- Directive
Reproduce the entries below with each occurrence of "all instances" swapped for "every instance" and all other text unchanged. Leave the pictures out of your answer.
>> begin
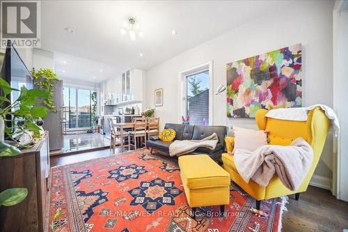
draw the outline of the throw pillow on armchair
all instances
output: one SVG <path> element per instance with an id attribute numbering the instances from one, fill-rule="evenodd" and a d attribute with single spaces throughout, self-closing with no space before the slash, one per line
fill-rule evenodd
<path id="1" fill-rule="evenodd" d="M 254 151 L 258 148 L 267 145 L 267 133 L 264 130 L 255 130 L 234 127 L 234 149 L 244 149 Z"/>

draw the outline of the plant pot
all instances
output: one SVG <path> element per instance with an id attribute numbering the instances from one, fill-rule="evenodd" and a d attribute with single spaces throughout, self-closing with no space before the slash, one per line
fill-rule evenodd
<path id="1" fill-rule="evenodd" d="M 0 141 L 5 141 L 5 121 L 3 118 L 0 116 Z"/>

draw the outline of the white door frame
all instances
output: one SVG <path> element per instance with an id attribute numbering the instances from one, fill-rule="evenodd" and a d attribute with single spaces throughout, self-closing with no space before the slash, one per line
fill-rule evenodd
<path id="1" fill-rule="evenodd" d="M 348 164 L 348 146 L 345 143 L 342 143 L 347 138 L 347 110 L 345 108 L 345 98 L 347 93 L 342 88 L 346 78 L 347 69 L 346 63 L 348 56 L 346 51 L 348 49 L 347 39 L 348 29 L 344 27 L 345 22 L 341 15 L 345 10 L 347 17 L 348 10 L 345 10 L 345 5 L 348 4 L 348 0 L 339 0 L 335 3 L 333 8 L 333 109 L 338 114 L 340 123 L 340 131 L 334 131 L 333 144 L 333 186 L 332 192 L 337 199 L 348 201 L 348 182 L 345 180 L 347 165 Z M 342 38 L 343 37 L 343 38 Z M 345 124 L 346 123 L 346 124 Z M 337 149 L 336 149 L 337 148 Z M 342 154 L 342 155 L 341 155 Z"/>
<path id="2" fill-rule="evenodd" d="M 199 72 L 205 70 L 209 71 L 209 125 L 213 125 L 214 123 L 214 78 L 213 78 L 213 61 L 205 62 L 198 65 L 186 68 L 179 72 L 178 85 L 179 85 L 179 111 L 178 123 L 181 123 L 181 116 L 186 114 L 186 95 L 187 89 L 187 83 L 186 77 L 189 75 Z"/>

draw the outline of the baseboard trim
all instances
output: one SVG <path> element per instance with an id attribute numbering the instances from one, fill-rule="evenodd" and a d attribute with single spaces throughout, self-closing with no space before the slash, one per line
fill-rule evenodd
<path id="1" fill-rule="evenodd" d="M 322 189 L 331 190 L 332 179 L 327 177 L 313 175 L 309 184 Z"/>

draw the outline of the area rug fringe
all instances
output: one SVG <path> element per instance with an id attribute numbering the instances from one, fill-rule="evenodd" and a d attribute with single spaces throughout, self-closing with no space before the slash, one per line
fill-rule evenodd
<path id="1" fill-rule="evenodd" d="M 120 153 L 110 154 L 110 155 L 109 155 L 109 156 L 103 156 L 103 157 L 99 157 L 99 158 L 93 158 L 93 159 L 90 159 L 90 160 L 84 160 L 84 161 L 76 162 L 74 162 L 73 164 L 86 162 L 90 161 L 90 160 L 99 160 L 100 159 L 103 159 L 103 158 L 105 158 L 106 157 L 111 157 L 113 155 L 120 155 L 122 154 L 127 154 L 127 153 L 132 153 L 132 152 L 134 152 L 134 151 L 139 151 L 139 150 L 145 150 L 146 149 L 145 149 L 145 148 L 140 148 L 140 149 L 136 149 L 136 150 L 126 150 L 126 151 L 124 151 L 124 152 Z M 51 169 L 56 168 L 56 167 L 63 167 L 63 166 L 67 166 L 67 165 L 71 165 L 71 164 L 72 164 L 72 164 L 61 164 L 61 165 L 52 166 L 52 167 L 51 167 Z"/>
<path id="2" fill-rule="evenodd" d="M 280 197 L 282 199 L 281 208 L 280 208 L 280 215 L 279 216 L 279 223 L 278 224 L 278 232 L 280 232 L 283 228 L 283 212 L 285 211 L 287 211 L 287 208 L 286 208 L 286 204 L 289 203 L 289 196 L 284 196 Z"/>

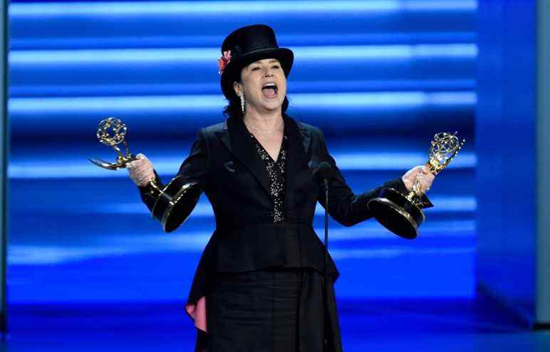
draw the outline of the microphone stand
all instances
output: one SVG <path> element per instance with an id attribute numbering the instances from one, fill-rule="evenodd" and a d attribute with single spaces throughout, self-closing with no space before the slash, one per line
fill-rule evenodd
<path id="1" fill-rule="evenodd" d="M 324 186 L 325 186 L 325 307 L 328 306 L 328 270 L 327 270 L 327 267 L 328 266 L 328 178 L 323 178 L 323 179 Z M 327 317 L 329 316 L 328 312 L 325 314 L 324 319 L 327 319 Z M 327 326 L 327 323 L 326 322 L 323 324 L 325 326 Z M 326 331 L 325 331 L 325 334 L 326 334 Z M 323 343 L 326 344 L 328 343 L 327 336 L 325 336 L 325 338 L 323 338 Z"/>

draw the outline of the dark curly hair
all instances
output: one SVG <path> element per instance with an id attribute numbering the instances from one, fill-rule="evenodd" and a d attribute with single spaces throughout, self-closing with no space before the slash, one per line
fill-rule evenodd
<path id="1" fill-rule="evenodd" d="M 241 82 L 239 81 L 239 82 L 240 83 Z M 239 117 L 242 119 L 244 115 L 241 110 L 241 99 L 234 94 L 231 98 L 227 100 L 228 104 L 224 107 L 224 116 L 226 117 Z M 281 112 L 284 114 L 288 107 L 289 99 L 285 95 L 283 105 L 281 107 Z"/>

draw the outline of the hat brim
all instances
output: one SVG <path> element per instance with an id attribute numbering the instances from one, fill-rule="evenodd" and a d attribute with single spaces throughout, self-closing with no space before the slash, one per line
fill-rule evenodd
<path id="1" fill-rule="evenodd" d="M 279 60 L 283 68 L 285 77 L 289 77 L 294 61 L 294 54 L 291 50 L 286 48 L 278 48 L 269 49 L 260 49 L 247 53 L 245 55 L 238 56 L 231 60 L 224 69 L 222 74 L 221 85 L 224 95 L 227 99 L 237 97 L 233 89 L 233 82 L 240 79 L 239 75 L 242 68 L 254 61 L 266 58 L 276 58 Z"/>

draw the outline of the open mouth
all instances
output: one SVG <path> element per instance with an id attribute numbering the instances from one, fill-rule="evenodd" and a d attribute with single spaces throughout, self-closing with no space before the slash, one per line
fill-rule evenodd
<path id="1" fill-rule="evenodd" d="M 277 96 L 279 88 L 274 82 L 270 82 L 261 86 L 261 93 L 267 98 L 274 98 Z"/>

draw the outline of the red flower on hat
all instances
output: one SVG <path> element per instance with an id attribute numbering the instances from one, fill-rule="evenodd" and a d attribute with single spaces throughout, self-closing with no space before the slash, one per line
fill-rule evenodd
<path id="1" fill-rule="evenodd" d="M 218 67 L 219 68 L 218 73 L 220 75 L 223 73 L 225 66 L 229 63 L 229 61 L 231 61 L 231 50 L 228 50 L 227 51 L 224 51 L 224 55 L 220 56 L 218 59 Z"/>

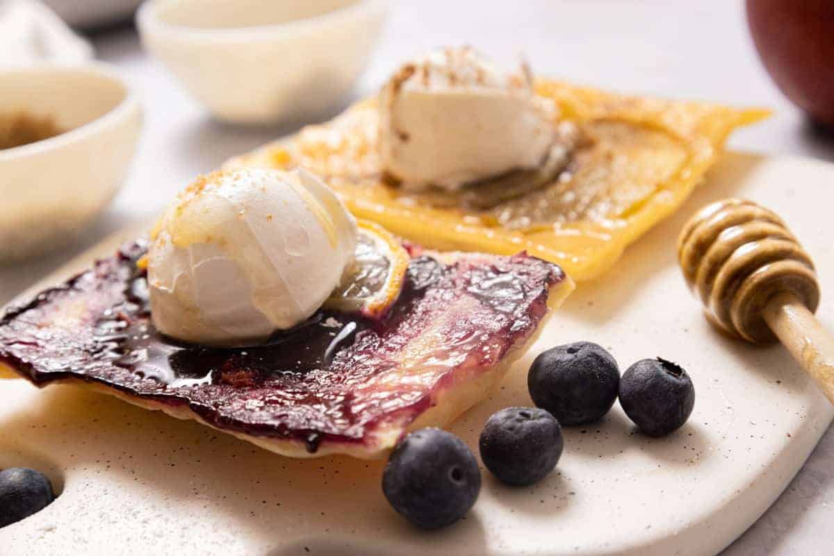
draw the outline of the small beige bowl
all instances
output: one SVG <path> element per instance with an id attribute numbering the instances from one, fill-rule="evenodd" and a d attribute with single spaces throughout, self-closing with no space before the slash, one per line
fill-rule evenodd
<path id="1" fill-rule="evenodd" d="M 384 0 L 149 0 L 144 48 L 219 119 L 300 120 L 344 100 L 364 69 Z"/>
<path id="2" fill-rule="evenodd" d="M 0 150 L 0 263 L 75 238 L 121 186 L 142 127 L 136 96 L 101 63 L 0 71 L 0 118 L 16 114 L 66 131 Z"/>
>> end
- Full response
draw the outline of the throw pillow on armchair
every instance
output: one SVG <path> element per instance with an id attribute numbering the instances from one, fill-rule="evenodd" and a d attribute with single spaces throughout, self-closing with no space before the slash, one per line
fill-rule evenodd
<path id="1" fill-rule="evenodd" d="M 254 151 L 258 148 L 267 145 L 267 133 L 264 130 L 255 130 L 234 127 L 234 149 L 244 149 Z"/>

draw the outline of the plant pot
every instance
output: one SVG <path> element per instance with an id attribute numbering the instances from one, fill-rule="evenodd" and a d attribute with single spaces throughout, self-closing with no space before the slash, one per line
fill-rule evenodd
<path id="1" fill-rule="evenodd" d="M 0 141 L 5 141 L 5 121 L 3 118 L 0 116 Z"/>

draw the outline of the white door frame
every instance
output: one SVG <path> element per instance with an id attribute numbering the instances from one, fill-rule="evenodd" and a d attribute with single spaces throughout, self-closing with no space before the slash, one per line
fill-rule evenodd
<path id="1" fill-rule="evenodd" d="M 348 164 L 348 146 L 345 143 L 342 143 L 347 138 L 347 110 L 345 108 L 345 98 L 347 93 L 342 88 L 346 78 L 347 69 L 346 63 L 348 56 L 346 51 L 348 49 L 347 39 L 348 29 L 344 27 L 345 22 L 341 15 L 345 10 L 347 17 L 348 10 L 345 10 L 345 5 L 348 4 L 348 0 L 339 0 L 335 3 L 333 8 L 333 109 L 338 114 L 340 123 L 340 131 L 334 131 L 333 144 L 333 186 L 332 192 L 337 199 L 348 201 L 348 182 L 345 180 L 347 165 Z M 342 38 L 343 37 L 343 38 Z M 345 124 L 346 123 L 346 124 Z M 337 149 L 336 149 L 337 148 Z M 342 154 L 342 155 L 341 155 Z"/>
<path id="2" fill-rule="evenodd" d="M 199 72 L 205 70 L 209 71 L 209 125 L 213 125 L 214 123 L 214 78 L 213 78 L 213 61 L 205 62 L 198 65 L 186 68 L 179 72 L 178 85 L 179 85 L 179 111 L 178 123 L 181 123 L 181 116 L 186 114 L 186 95 L 187 89 L 187 83 L 186 77 L 189 75 Z"/>

draw the outline of the baseboard trim
every instance
output: one SVG <path> element per instance with an id attribute numbering the instances from one, fill-rule="evenodd" and a d attribute with single spaces throughout, self-closing with no space before the slash, one per line
fill-rule evenodd
<path id="1" fill-rule="evenodd" d="M 322 189 L 331 190 L 332 179 L 327 177 L 313 175 L 309 184 Z"/>

draw the outline of the area rug fringe
every instance
output: one SVG <path> element per instance with an id attribute numbering the instances from one, fill-rule="evenodd" and a d attribute with single spaces throughout, self-closing with no space before the slash, one per line
fill-rule evenodd
<path id="1" fill-rule="evenodd" d="M 120 153 L 110 154 L 110 155 L 109 155 L 109 156 L 103 156 L 103 157 L 99 157 L 99 158 L 93 158 L 93 159 L 90 159 L 90 160 L 84 160 L 84 161 L 76 162 L 74 162 L 73 164 L 86 162 L 90 161 L 90 160 L 99 160 L 100 159 L 103 159 L 103 158 L 105 158 L 106 157 L 111 157 L 113 155 L 120 155 L 122 154 L 127 154 L 127 153 L 132 153 L 132 152 L 134 152 L 134 151 L 139 151 L 139 150 L 145 150 L 146 149 L 145 149 L 145 148 L 140 148 L 140 149 L 136 149 L 136 150 L 126 150 L 126 151 L 124 151 L 124 152 Z M 51 169 L 56 168 L 56 167 L 63 167 L 63 166 L 67 166 L 67 165 L 71 165 L 71 164 L 72 164 L 72 164 L 61 164 L 61 165 L 52 166 L 52 167 L 51 167 Z"/>
<path id="2" fill-rule="evenodd" d="M 280 197 L 282 199 L 281 208 L 280 208 L 280 215 L 279 216 L 279 223 L 278 224 L 278 232 L 280 232 L 283 228 L 283 212 L 285 211 L 287 211 L 287 208 L 286 208 L 286 204 L 289 203 L 289 196 L 284 196 Z"/>

draw the outline of the microphone stand
every instance
output: one SVG <path> element per instance with an id attribute numbering the instances from one, fill-rule="evenodd" and a d attribute with single spaces throughout, self-closing with no space before the slash, one per line
fill-rule evenodd
<path id="1" fill-rule="evenodd" d="M 324 186 L 325 186 L 325 307 L 328 306 L 328 270 L 327 270 L 327 267 L 328 266 L 328 178 L 323 178 L 323 179 Z M 327 317 L 329 316 L 328 312 L 325 314 L 324 319 L 327 319 Z M 327 326 L 327 323 L 326 322 L 323 324 L 325 326 Z M 326 331 L 325 331 L 325 334 L 326 334 Z M 323 343 L 326 344 L 328 343 L 327 336 L 325 336 L 325 338 L 323 338 Z"/>

draw the outline of the dark curly hair
every instance
output: one SVG <path> element per instance with an id attribute numbering the instances from one, fill-rule="evenodd" and a d attribute with single spaces throughout, self-closing with no space before the slash, one per line
fill-rule evenodd
<path id="1" fill-rule="evenodd" d="M 241 82 L 239 81 L 239 82 L 240 83 Z M 239 117 L 242 119 L 244 115 L 241 110 L 241 99 L 234 94 L 231 98 L 227 100 L 228 104 L 224 107 L 224 116 L 226 117 Z M 281 112 L 284 114 L 288 107 L 289 99 L 285 95 L 283 105 L 281 107 Z"/>

draw the outline of the hat brim
every instance
output: one SVG <path> element per instance with an id attribute numbering the instances from one, fill-rule="evenodd" and a d attribute with single spaces throughout, self-closing with no space before the slash, one per line
fill-rule evenodd
<path id="1" fill-rule="evenodd" d="M 279 60 L 283 68 L 285 77 L 289 77 L 294 61 L 294 54 L 291 50 L 286 48 L 278 48 L 269 49 L 260 49 L 247 53 L 245 55 L 238 56 L 231 60 L 224 69 L 222 74 L 221 85 L 224 95 L 227 99 L 237 97 L 233 89 L 233 82 L 240 79 L 239 75 L 242 68 L 254 61 L 266 58 L 276 58 Z"/>

draw the outline of the open mouth
every instance
output: one SVG <path> element per instance with an id attribute numbering the instances from one, fill-rule="evenodd" and a d attribute with single spaces throughout, self-closing with no space before the slash, one per line
fill-rule evenodd
<path id="1" fill-rule="evenodd" d="M 277 96 L 279 88 L 274 82 L 270 82 L 261 86 L 261 93 L 267 98 L 274 98 Z"/>

draw the outline of the red flower on hat
every instance
output: one SVG <path> element per instance with an id attribute numbering the instances from one, fill-rule="evenodd" and a d attribute with single spaces throughout, self-closing with no space before the slash, one per line
fill-rule evenodd
<path id="1" fill-rule="evenodd" d="M 218 67 L 219 68 L 218 73 L 220 75 L 223 73 L 225 66 L 229 63 L 229 61 L 231 61 L 231 50 L 228 50 L 227 51 L 224 51 L 224 55 L 220 56 L 218 59 Z"/>

draw the outline of the small beige bowl
every instance
output: one SVG <path> element per instance with an id attribute numbering the instances from one, fill-rule="evenodd" and a d attribute with single spaces throughout, self-closing with no space before the slash, one per line
fill-rule evenodd
<path id="1" fill-rule="evenodd" d="M 384 0 L 149 0 L 144 48 L 219 119 L 300 120 L 344 100 L 364 69 Z"/>
<path id="2" fill-rule="evenodd" d="M 0 150 L 0 263 L 75 238 L 121 186 L 142 127 L 136 96 L 101 63 L 0 71 L 0 118 L 16 114 L 66 131 Z"/>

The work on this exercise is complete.